Status Update from the AAVSO Smart Telescope Working Group

Mark,
Thank you for that explanation. As I wrote before, I’m not a smart telescope user. Therefore I shouldn’t take up your time asking for explanations.

However, my intuition makes me think that obtaining a magnitude ovservation from a stack of 3 hours duration is problematic because it creates the necessity of choosing which stacks to toss aside if they not only align with an eclipse but even partly overlap an eclipse. I don’t know how you would do that.

I don’t really understand why anyone would do this. If I were setting up a programme to observe such a star to capture the long term variability I would just define a much shorter duration for each stack. The long term variability would then be captured by many such observations taken during the out of eclipse phases.

Hi Roy:

Have you contacted Han, the author of ASTAP? He is very responsive to email questions I have had, and also some "bug: which I have found.

I have recently applied the transformation coefficients determined using standard fields, and have immediately seen my reported errors in the report decrease.

Scott

Hi Scott,
I haven’t contacted Han, but since my previous post mentioning problems with ASTAP I have a routine that works. I callibrate and extract TG and TB files, open them in AstroimageJ to align them, then perform photometry in AstroimageJ. The output data go into spreadsheet templates which apply transformation coefficients and calculate transformed magnitudes. Yes, I understand that ASTAP appears to do all that, but I’ve used AIJ for years on FITS files from astro cameras, and the spreadsheets give me complete control.

Hi @mark_munkacsy , in terms of the AAVSO STWG, is the end goal more on an automated workflow for submission from smart telescopes, or will the WG also be providing guidance for smart telescope submissions processed independent of the AAVSO pipeline?
***
Task requirements:
1) Could you write out the smart telescope thread between "Status Update from" and "asking for explanations.", inclusive?
2) Do these statements agree with the smart telescope thread? (a) The writer of the reply to Scott has contacted Han. (b) Scott says his reported errors decreased after he applied transformation coefficients determined using standard fields. (c) The writer of the first message is a smart telescope user. Answer yes or no for each, and quote the deciding words.
3) How would you translate this sentence from the smart telescope thread into Spanish: "The long term variability would then be captured by many such observations taken during the out of eclipse phases."
***
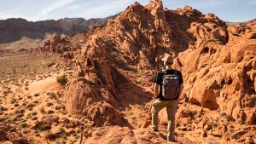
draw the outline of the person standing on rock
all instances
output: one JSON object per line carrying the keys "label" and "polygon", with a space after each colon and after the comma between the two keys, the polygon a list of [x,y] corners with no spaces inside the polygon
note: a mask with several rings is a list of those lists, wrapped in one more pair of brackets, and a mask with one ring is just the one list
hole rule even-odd
{"label": "person standing on rock", "polygon": [[183,80],[181,72],[172,68],[173,57],[170,55],[162,59],[165,70],[159,71],[154,77],[154,95],[152,105],[152,126],[154,131],[158,131],[158,112],[166,107],[168,115],[167,141],[176,141],[175,113],[177,100],[183,89]]}

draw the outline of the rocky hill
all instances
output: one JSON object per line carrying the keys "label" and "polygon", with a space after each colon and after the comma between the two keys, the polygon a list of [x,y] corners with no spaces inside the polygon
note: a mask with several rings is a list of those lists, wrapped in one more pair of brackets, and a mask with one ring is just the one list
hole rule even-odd
{"label": "rocky hill", "polygon": [[22,37],[31,39],[44,39],[45,35],[74,33],[88,31],[93,26],[105,26],[107,20],[114,16],[103,19],[65,18],[58,20],[27,21],[24,19],[0,20],[0,43],[20,40]]}
{"label": "rocky hill", "polygon": [[[160,133],[150,127],[152,79],[163,67],[161,58],[172,55],[185,87],[176,136],[187,144],[256,142],[255,49],[256,20],[228,27],[212,14],[189,6],[163,9],[155,0],[135,3],[106,26],[72,37],[55,34],[41,50],[61,56],[58,66],[67,77],[61,104],[69,119],[79,118],[76,142],[84,144],[166,142],[165,109]],[[71,120],[49,124],[48,117],[32,128],[47,124],[48,139],[59,140],[55,125]]]}

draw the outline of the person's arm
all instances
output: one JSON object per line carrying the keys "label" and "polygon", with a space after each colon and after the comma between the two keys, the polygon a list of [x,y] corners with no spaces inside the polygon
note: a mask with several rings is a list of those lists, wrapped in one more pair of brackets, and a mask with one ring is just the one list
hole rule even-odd
{"label": "person's arm", "polygon": [[178,97],[180,97],[181,94],[183,93],[183,84],[179,85]]}
{"label": "person's arm", "polygon": [[160,84],[154,84],[154,96],[152,97],[153,100],[155,100],[157,98],[158,94],[159,94],[159,89],[160,89]]}

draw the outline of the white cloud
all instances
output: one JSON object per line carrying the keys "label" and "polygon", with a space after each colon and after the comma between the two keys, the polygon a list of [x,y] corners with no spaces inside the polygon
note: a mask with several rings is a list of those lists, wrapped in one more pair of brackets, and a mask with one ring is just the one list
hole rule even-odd
{"label": "white cloud", "polygon": [[113,0],[110,2],[102,2],[100,4],[93,5],[92,7],[84,5],[80,8],[81,9],[83,9],[83,13],[81,14],[83,15],[81,16],[84,16],[86,19],[89,19],[113,15],[125,10],[127,6],[134,3],[134,0]]}
{"label": "white cloud", "polygon": [[62,9],[67,5],[72,3],[73,1],[74,0],[58,0],[57,2],[47,6],[46,8],[44,8],[40,10],[40,14],[31,17],[30,19],[33,20],[40,20],[43,18],[46,18],[49,13]]}
{"label": "white cloud", "polygon": [[20,17],[23,18],[22,15],[16,15],[16,14],[0,12],[0,20],[5,20],[9,18],[20,18]]}

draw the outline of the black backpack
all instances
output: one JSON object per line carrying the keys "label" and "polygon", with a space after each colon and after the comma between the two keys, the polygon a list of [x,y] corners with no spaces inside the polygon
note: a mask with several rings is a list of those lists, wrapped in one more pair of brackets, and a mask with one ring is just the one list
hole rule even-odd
***
Correct answers:
1)
Status Update from the AAVSO Smart Telescope Working Group

Mark,
Thank you for that explanation. As I wrote before, I’m not a smart telescope user. Therefore I shouldn’t take up your time asking for explanations.

2)
(a) No: "I haven’t contacted Han"
(b) Yes: "I have recently applied the transformation coefficients determined using standard fields, and have immediately seen my reported errors in the report decrease."
(c) No: "I’m not a smart telescope user."

3) La variabilidad a largo plazo quedaría entonces registrada mediante muchas observaciones de ese tipo realizadas durante las fases fuera del eclipse.